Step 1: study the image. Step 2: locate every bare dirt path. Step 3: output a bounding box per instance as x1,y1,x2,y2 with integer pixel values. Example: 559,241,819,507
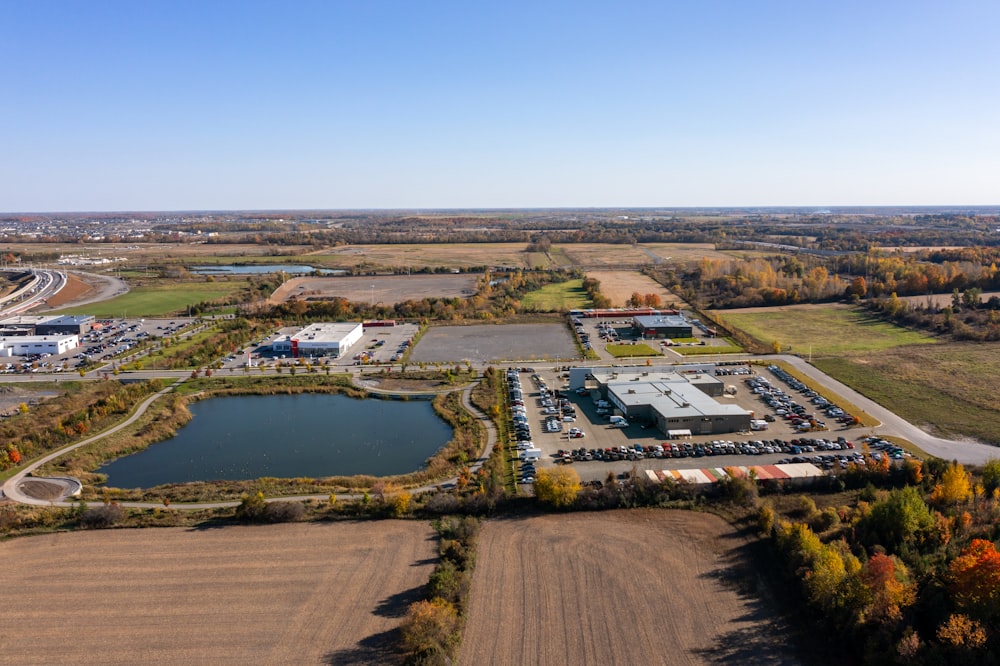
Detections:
460,509,797,666
39,270,128,311
0,521,436,665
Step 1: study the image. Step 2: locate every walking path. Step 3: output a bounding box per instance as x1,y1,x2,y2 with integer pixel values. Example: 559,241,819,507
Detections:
1,378,498,510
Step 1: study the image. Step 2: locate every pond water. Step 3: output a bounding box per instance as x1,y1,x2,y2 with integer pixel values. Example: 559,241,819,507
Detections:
189,265,346,275
97,393,453,488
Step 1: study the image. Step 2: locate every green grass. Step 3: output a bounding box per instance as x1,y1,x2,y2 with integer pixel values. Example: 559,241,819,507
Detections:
606,342,661,358
814,344,1000,445
670,342,744,355
715,305,937,357
521,279,592,311
51,281,248,318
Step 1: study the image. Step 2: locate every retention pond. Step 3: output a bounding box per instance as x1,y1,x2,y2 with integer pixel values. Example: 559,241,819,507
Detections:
97,393,453,488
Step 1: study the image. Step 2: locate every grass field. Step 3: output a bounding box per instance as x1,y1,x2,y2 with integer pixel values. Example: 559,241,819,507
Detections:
714,304,937,357
815,343,1000,444
606,342,661,357
670,341,744,355
460,510,793,665
0,521,436,664
521,279,591,311
52,281,248,317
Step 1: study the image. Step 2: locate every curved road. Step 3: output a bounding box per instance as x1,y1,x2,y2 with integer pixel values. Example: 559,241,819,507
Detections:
1,378,498,510
3,353,997,510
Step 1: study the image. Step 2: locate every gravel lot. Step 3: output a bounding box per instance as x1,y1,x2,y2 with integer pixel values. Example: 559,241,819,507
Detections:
409,323,578,364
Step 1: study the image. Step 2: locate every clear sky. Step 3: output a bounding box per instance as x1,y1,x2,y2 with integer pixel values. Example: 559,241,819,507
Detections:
2,1,998,212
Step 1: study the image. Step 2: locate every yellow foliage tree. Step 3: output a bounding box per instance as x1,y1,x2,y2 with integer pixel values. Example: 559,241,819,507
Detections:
533,467,582,508
931,462,972,505
401,598,460,657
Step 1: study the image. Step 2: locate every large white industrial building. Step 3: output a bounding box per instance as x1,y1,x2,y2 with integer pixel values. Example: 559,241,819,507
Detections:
272,323,364,358
0,334,79,357
569,364,752,436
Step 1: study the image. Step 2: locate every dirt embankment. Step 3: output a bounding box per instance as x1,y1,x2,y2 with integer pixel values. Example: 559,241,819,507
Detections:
460,509,798,666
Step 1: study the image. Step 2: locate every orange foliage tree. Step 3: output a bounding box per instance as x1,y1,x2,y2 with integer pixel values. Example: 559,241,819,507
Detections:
948,538,1000,618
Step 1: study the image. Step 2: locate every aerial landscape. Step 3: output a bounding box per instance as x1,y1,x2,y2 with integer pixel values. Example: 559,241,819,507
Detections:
2,3,1000,665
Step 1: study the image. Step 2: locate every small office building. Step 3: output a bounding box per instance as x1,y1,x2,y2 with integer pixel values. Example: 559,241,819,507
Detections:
36,315,95,336
632,314,692,339
272,322,364,358
0,334,79,357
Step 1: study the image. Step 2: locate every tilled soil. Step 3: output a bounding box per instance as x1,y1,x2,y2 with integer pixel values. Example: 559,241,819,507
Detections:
459,509,798,666
0,521,436,665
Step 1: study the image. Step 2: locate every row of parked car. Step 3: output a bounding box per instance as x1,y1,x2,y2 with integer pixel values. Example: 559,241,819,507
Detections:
748,366,857,430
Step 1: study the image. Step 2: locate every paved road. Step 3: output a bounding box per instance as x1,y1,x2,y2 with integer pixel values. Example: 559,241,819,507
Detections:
3,352,997,510
0,377,497,510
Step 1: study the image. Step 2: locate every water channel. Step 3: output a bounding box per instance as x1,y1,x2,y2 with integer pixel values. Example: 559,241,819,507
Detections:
189,264,346,275
97,393,453,487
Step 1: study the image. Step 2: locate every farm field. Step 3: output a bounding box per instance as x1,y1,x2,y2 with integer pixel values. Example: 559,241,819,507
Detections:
586,270,677,307
0,521,436,665
562,242,729,269
713,304,937,357
460,510,796,666
897,290,1000,308
521,279,591,311
269,273,478,305
815,342,1000,445
51,280,248,318
310,243,534,270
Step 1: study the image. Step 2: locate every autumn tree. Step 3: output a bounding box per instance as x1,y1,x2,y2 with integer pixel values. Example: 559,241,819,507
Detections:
948,538,1000,620
937,613,987,650
860,553,915,625
533,467,582,508
931,461,972,505
401,598,460,660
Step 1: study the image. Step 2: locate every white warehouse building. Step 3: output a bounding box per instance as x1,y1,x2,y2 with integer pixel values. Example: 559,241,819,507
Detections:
272,322,364,358
0,334,79,357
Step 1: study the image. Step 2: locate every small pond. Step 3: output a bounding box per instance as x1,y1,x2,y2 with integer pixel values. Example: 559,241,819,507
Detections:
189,265,346,275
97,393,453,487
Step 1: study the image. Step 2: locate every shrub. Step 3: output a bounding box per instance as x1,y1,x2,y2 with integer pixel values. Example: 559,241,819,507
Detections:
262,501,305,523
81,504,124,529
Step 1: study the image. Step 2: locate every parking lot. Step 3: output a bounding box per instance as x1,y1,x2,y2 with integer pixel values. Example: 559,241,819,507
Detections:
411,324,577,364
0,317,197,375
505,364,884,486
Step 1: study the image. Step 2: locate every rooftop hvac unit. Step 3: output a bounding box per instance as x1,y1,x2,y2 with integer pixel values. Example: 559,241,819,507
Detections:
627,389,635,394
682,402,690,407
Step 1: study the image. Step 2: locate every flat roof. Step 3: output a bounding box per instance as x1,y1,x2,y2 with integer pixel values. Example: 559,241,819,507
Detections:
0,334,78,343
633,314,689,328
42,315,95,325
291,322,362,344
0,315,57,326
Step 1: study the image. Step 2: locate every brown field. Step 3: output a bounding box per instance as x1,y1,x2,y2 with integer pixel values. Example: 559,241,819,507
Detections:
270,273,479,305
2,242,315,264
460,510,796,666
898,291,1000,308
561,242,729,269
587,270,679,307
0,521,436,665
311,243,534,270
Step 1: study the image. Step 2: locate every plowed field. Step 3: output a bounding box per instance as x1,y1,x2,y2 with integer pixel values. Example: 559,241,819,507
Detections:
0,521,436,665
460,510,796,666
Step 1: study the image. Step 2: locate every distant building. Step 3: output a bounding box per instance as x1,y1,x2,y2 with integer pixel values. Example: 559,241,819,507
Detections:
36,315,95,336
632,314,692,339
272,322,363,358
0,334,79,357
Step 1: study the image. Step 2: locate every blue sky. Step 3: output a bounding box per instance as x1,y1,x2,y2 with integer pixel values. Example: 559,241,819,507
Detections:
2,1,998,212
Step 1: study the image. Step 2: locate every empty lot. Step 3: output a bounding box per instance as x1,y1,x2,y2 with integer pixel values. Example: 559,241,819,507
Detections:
410,323,578,363
460,510,796,666
270,273,478,305
0,521,436,665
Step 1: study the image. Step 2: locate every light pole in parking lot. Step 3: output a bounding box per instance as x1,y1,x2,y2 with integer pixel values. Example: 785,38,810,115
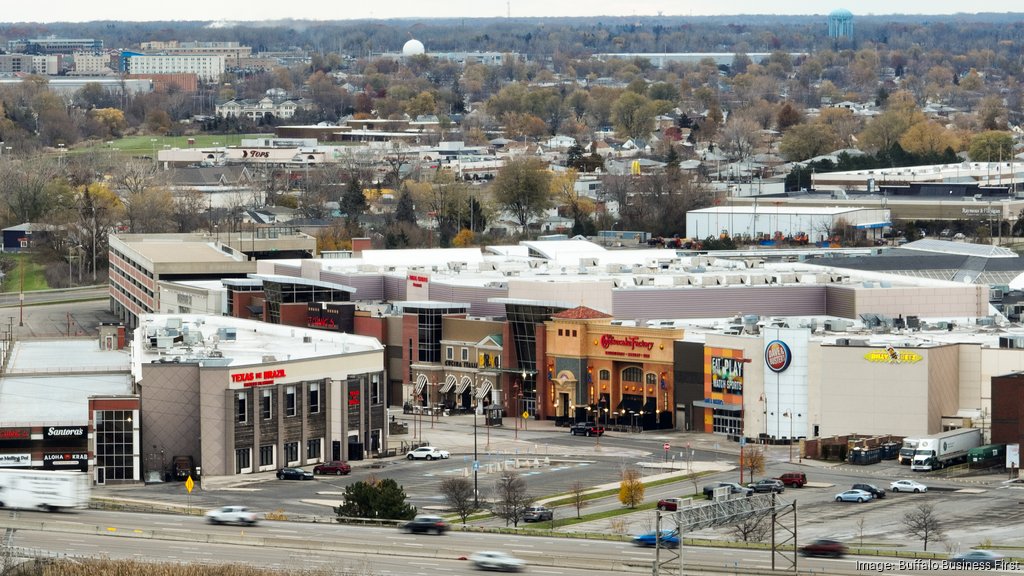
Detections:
783,410,794,462
472,393,479,508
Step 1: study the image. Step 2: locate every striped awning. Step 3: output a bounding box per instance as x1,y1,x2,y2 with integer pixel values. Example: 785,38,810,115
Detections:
455,378,472,394
439,377,456,394
474,381,492,399
414,380,426,395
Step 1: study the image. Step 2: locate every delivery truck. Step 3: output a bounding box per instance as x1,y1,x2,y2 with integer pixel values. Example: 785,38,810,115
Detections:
0,469,91,511
911,428,983,471
898,438,920,465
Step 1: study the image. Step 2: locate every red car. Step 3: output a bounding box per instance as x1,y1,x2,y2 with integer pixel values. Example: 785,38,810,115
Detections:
313,460,352,475
799,539,848,558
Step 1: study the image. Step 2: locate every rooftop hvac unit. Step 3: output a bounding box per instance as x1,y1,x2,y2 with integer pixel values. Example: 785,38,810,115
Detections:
262,355,277,362
447,261,465,272
977,316,995,326
673,276,694,286
478,261,497,271
166,318,182,330
303,335,313,343
217,327,237,341
906,316,920,330
714,275,729,286
527,260,542,269
579,257,599,268
634,276,655,286
502,270,519,277
990,288,1004,302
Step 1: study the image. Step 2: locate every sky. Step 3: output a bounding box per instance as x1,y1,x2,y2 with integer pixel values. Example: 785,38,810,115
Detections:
2,1,1022,23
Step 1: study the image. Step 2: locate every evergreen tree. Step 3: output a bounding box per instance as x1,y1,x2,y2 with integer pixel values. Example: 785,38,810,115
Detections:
340,175,367,224
395,186,417,224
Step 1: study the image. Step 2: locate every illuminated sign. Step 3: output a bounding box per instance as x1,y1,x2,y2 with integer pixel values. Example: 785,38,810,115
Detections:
0,428,30,441
44,426,87,440
348,389,360,407
408,274,429,288
600,334,655,351
863,349,923,364
231,369,286,387
307,316,337,329
765,340,792,373
43,452,89,469
711,357,744,394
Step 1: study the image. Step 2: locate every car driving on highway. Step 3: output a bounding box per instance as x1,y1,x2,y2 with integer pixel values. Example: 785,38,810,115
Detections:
205,505,258,525
402,514,449,534
468,550,526,571
799,538,848,558
632,530,680,548
276,467,313,480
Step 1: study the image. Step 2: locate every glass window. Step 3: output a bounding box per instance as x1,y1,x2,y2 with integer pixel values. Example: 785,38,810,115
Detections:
622,367,642,382
235,448,251,473
371,373,381,405
259,445,274,467
309,382,320,414
646,373,657,385
558,329,563,336
261,389,273,419
284,441,299,463
285,386,296,417
572,330,577,337
94,410,134,481
306,438,322,459
599,369,610,381
461,348,468,361
446,346,453,360
236,392,248,423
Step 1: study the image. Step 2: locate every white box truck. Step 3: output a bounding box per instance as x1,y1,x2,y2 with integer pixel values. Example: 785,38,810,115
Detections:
898,438,920,465
911,428,983,471
0,469,91,511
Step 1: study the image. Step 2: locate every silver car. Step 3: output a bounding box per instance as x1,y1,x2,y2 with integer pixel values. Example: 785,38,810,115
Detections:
469,551,526,572
834,489,873,503
205,505,258,525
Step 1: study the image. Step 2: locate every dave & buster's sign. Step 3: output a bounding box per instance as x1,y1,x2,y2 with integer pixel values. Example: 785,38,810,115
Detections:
599,334,655,358
765,340,792,373
43,426,87,441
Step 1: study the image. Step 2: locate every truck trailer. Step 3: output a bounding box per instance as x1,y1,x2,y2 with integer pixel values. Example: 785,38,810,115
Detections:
0,469,91,511
898,438,920,465
911,428,983,471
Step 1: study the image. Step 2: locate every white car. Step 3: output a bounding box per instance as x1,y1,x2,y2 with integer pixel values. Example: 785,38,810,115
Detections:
406,446,450,460
468,551,526,572
205,505,258,525
890,479,928,493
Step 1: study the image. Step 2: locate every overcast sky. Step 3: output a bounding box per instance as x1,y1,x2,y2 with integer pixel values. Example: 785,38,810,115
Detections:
2,1,1022,22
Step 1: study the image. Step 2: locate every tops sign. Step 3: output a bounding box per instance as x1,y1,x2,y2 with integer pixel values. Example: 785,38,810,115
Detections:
44,426,87,440
231,369,286,387
765,340,792,373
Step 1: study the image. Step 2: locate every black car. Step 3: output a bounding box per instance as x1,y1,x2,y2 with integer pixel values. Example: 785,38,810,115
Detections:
402,514,449,534
851,483,885,499
569,423,604,436
276,467,314,480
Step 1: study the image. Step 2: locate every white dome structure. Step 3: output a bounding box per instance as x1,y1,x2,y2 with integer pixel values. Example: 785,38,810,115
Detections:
402,39,425,56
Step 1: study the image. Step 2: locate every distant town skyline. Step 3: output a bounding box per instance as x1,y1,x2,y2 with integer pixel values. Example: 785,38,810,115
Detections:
1,1,1021,24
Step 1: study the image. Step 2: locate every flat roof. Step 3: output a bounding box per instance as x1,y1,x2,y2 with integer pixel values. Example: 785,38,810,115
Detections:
689,205,872,216
121,237,245,264
5,339,130,374
0,374,132,425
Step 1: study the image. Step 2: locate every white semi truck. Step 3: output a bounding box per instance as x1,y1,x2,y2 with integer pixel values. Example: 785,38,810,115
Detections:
911,428,983,471
0,469,91,511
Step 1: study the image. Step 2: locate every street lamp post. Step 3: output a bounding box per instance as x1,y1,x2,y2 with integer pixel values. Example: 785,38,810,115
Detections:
783,410,794,463
473,397,479,508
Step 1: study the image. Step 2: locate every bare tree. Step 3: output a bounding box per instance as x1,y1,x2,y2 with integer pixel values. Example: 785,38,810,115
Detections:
743,446,766,482
731,514,771,542
493,471,533,528
857,517,866,547
618,468,645,509
569,480,588,519
439,476,476,523
903,503,944,551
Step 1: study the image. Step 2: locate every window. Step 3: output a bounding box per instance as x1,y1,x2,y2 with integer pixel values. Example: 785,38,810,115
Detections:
446,346,454,360
259,445,274,467
236,392,248,423
284,441,299,463
309,383,320,414
261,389,272,419
622,367,642,382
235,448,251,473
558,329,563,336
306,438,322,459
285,386,296,417
371,373,381,404
572,330,577,337
599,369,610,381
94,410,134,481
646,373,657,386
461,348,469,361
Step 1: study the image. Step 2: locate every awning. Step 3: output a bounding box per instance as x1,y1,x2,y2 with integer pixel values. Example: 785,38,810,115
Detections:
414,380,426,395
692,400,743,412
245,304,264,314
455,378,471,394
438,377,455,394
643,397,657,413
475,381,492,399
615,397,644,414
853,221,891,229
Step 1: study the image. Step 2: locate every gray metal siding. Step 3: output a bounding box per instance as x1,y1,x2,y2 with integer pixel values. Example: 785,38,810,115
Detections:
428,283,508,317
612,286,828,320
319,272,384,300
383,275,407,301
273,263,301,277
824,286,857,319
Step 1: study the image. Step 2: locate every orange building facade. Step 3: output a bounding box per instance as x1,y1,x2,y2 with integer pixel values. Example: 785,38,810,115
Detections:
543,307,683,430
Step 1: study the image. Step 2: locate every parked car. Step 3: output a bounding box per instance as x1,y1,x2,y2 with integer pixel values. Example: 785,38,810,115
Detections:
468,551,526,572
313,461,351,475
523,506,554,522
276,467,313,480
851,483,885,499
775,472,807,488
834,489,873,503
747,479,785,493
406,446,451,460
799,538,848,558
402,514,449,534
632,529,680,548
889,479,928,493
949,549,1005,568
703,482,753,499
205,505,258,525
569,423,605,436
656,497,687,511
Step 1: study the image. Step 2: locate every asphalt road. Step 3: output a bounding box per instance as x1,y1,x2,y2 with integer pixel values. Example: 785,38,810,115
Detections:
0,286,115,338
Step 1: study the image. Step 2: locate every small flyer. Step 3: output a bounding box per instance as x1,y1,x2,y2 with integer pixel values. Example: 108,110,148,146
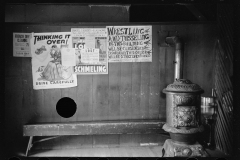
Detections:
30,32,77,90
71,28,108,74
13,33,31,57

__________

What is required —
The required answer is the number of lines in the listing above that contain the word "distant", with nothing added.

Response for this exercise —
2